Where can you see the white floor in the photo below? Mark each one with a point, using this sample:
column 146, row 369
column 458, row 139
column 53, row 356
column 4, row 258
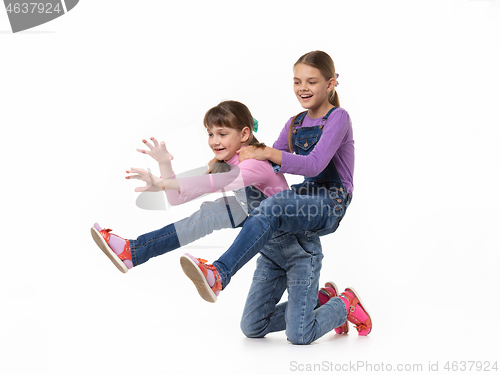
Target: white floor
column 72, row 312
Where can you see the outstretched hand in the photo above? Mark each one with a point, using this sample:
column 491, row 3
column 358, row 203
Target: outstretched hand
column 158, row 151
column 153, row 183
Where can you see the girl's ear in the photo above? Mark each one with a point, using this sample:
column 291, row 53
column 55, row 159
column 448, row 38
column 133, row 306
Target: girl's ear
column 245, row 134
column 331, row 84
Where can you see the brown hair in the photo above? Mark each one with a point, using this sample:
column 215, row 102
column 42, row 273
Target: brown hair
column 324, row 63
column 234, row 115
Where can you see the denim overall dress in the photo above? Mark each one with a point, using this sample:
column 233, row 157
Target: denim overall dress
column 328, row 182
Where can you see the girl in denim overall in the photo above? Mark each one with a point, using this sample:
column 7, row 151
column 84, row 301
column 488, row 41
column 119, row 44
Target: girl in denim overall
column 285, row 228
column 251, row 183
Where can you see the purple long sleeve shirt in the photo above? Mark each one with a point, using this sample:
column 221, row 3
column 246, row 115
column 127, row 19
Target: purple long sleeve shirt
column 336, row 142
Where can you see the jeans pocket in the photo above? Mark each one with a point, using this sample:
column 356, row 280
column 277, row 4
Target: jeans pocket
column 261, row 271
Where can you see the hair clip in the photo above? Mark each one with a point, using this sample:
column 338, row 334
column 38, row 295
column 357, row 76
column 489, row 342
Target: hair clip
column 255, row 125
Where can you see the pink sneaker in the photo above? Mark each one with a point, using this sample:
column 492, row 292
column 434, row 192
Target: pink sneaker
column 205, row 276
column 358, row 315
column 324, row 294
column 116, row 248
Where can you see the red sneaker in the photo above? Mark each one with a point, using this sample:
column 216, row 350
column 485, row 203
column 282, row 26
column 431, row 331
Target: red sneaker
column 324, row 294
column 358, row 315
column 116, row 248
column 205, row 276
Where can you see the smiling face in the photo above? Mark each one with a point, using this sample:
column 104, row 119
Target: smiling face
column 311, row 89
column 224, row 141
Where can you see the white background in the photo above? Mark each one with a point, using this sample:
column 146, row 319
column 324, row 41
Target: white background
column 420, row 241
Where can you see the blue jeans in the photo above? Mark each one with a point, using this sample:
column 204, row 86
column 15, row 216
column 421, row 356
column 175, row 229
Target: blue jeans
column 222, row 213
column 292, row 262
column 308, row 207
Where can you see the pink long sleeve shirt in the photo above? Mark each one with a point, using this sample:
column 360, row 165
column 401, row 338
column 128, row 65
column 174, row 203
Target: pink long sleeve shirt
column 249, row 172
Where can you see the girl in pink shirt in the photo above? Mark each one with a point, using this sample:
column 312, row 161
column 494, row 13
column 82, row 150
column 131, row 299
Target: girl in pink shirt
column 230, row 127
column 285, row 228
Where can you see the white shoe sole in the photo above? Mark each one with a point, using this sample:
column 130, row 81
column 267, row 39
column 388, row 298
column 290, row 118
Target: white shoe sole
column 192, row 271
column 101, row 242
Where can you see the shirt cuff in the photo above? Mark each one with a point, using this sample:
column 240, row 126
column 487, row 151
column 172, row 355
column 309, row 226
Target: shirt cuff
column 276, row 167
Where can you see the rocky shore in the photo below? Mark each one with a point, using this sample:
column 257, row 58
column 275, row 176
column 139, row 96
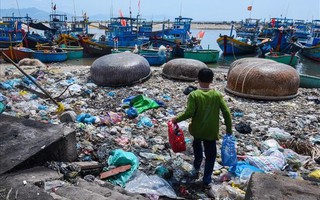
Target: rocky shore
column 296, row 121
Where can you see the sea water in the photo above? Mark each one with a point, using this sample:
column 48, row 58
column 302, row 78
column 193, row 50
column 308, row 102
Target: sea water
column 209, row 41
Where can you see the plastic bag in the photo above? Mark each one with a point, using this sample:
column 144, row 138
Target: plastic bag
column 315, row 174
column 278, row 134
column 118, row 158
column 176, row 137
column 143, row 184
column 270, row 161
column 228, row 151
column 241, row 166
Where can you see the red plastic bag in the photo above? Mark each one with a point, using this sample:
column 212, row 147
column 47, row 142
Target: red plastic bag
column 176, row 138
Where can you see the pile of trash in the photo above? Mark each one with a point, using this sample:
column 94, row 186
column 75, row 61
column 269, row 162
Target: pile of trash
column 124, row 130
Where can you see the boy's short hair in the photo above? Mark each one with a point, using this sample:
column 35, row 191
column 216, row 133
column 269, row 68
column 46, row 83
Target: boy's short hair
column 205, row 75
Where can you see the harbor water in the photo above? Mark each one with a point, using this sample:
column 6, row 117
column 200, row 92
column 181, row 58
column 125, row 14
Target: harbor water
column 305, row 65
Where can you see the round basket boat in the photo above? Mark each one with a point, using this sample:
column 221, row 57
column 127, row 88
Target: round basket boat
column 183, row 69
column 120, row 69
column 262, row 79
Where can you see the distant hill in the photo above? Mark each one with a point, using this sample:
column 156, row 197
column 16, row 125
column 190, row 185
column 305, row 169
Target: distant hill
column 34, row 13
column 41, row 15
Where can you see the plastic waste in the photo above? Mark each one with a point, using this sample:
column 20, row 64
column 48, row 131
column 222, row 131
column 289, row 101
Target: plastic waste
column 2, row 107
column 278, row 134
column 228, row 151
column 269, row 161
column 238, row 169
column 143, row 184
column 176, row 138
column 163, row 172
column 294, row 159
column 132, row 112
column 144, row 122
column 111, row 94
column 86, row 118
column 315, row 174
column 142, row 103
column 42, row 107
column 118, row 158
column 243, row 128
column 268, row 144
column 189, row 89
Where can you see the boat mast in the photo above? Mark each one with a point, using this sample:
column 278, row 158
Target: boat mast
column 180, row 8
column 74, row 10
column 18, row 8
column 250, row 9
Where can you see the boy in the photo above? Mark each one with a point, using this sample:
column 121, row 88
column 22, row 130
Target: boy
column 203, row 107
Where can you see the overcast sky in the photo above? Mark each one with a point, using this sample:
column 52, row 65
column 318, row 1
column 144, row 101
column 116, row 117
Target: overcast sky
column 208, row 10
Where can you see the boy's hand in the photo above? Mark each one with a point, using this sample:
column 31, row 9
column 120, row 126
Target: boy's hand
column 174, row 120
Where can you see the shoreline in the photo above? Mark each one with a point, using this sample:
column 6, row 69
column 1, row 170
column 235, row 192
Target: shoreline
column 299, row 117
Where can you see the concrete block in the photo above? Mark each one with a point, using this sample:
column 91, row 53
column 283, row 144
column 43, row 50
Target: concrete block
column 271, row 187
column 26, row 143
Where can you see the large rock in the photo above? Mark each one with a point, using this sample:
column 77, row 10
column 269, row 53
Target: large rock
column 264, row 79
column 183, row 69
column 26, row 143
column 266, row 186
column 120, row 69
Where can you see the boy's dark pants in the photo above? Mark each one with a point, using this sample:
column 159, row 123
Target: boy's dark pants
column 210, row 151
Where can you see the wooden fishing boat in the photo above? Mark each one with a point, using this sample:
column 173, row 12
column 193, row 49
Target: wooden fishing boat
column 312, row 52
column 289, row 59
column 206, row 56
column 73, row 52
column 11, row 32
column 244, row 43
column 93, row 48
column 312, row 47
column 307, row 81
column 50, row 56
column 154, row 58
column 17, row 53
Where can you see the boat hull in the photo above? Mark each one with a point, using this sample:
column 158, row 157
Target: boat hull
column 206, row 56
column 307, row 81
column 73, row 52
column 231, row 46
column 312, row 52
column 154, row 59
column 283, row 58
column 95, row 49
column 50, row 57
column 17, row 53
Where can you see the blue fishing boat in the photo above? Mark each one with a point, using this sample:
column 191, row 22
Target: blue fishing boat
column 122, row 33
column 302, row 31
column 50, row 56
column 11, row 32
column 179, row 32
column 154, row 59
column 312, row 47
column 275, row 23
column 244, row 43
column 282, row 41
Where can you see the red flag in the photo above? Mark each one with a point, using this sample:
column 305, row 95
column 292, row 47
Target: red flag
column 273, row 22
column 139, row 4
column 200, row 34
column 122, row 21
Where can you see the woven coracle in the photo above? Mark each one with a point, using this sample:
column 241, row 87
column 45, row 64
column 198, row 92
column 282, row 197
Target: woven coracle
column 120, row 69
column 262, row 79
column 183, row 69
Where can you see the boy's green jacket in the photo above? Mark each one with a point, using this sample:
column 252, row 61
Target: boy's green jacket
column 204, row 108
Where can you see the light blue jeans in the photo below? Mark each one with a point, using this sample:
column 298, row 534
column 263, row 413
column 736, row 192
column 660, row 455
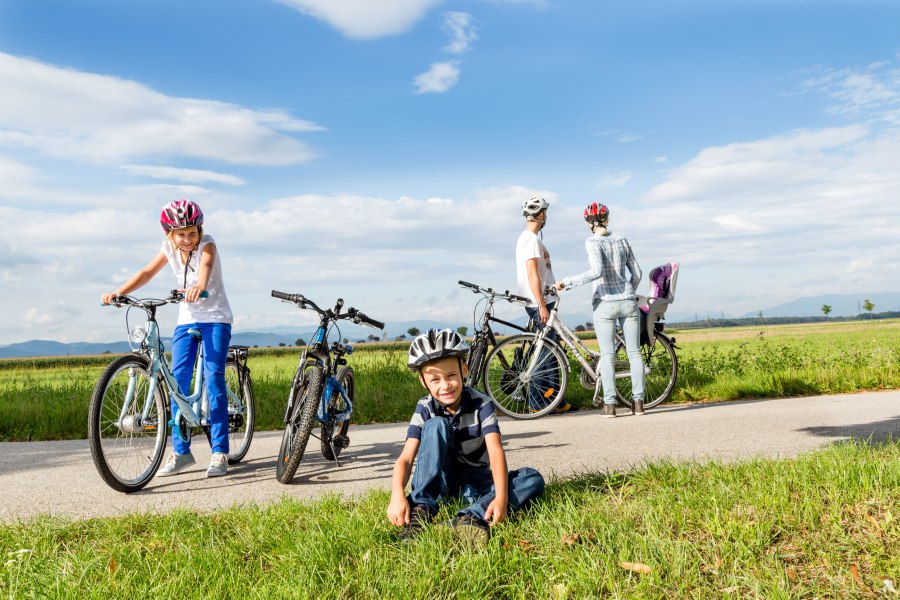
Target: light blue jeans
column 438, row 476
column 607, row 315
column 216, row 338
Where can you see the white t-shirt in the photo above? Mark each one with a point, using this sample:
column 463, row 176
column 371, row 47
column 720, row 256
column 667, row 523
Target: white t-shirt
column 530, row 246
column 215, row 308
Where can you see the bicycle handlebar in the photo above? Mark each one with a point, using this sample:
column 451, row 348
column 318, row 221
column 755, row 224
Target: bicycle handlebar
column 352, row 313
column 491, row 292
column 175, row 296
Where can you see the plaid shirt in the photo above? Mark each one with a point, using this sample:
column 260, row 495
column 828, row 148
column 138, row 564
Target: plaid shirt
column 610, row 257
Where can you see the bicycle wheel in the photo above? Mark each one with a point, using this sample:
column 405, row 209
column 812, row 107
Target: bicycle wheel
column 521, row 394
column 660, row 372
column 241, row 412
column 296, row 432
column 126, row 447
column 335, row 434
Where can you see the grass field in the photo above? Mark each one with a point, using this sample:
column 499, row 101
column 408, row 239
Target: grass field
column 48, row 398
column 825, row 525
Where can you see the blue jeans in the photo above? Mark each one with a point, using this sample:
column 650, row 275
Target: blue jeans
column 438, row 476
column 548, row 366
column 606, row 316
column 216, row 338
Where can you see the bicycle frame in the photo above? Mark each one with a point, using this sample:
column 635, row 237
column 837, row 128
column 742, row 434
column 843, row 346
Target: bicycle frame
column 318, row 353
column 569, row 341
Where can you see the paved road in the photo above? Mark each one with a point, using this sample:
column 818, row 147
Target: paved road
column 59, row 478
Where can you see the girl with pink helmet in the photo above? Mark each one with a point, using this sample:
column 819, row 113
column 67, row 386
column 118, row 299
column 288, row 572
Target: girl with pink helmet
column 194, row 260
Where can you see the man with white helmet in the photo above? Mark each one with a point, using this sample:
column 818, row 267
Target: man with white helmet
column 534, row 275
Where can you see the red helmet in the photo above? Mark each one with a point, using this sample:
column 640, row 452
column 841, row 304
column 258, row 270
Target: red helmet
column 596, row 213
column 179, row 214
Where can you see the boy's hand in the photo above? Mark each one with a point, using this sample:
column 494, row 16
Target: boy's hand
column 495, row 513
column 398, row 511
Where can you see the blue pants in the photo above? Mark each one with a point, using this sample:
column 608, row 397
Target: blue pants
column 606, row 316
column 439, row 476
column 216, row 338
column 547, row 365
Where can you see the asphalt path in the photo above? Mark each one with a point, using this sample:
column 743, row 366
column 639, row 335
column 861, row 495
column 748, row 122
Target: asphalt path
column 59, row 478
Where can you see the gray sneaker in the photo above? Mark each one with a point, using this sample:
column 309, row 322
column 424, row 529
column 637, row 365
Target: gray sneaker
================================
Goal of the exercise
Copy out the stretch from the line that contains "Where can you see the light" through the line that contains "column 175, row 296", swapping "white t-shirt" for "white tee" and changing nothing else. Omit the pictures.

Response to the task
Where can you see the light blue jeans in the photo below? Mark each one with a point, using this sample:
column 298, row 534
column 263, row 413
column 736, row 192
column 660, row 455
Target: light blue jeans
column 438, row 476
column 607, row 315
column 216, row 338
Where can you see the white tee in the photo above? Mark each one with a point, using this sample:
column 463, row 176
column 371, row 47
column 720, row 256
column 667, row 523
Target: white tee
column 530, row 246
column 215, row 308
Where can you see the bicycle handlebar in the photo above? Mark each one with a point, using this sample:
column 451, row 348
column 318, row 221
column 755, row 224
Target: bicycle handlebar
column 352, row 313
column 491, row 292
column 175, row 296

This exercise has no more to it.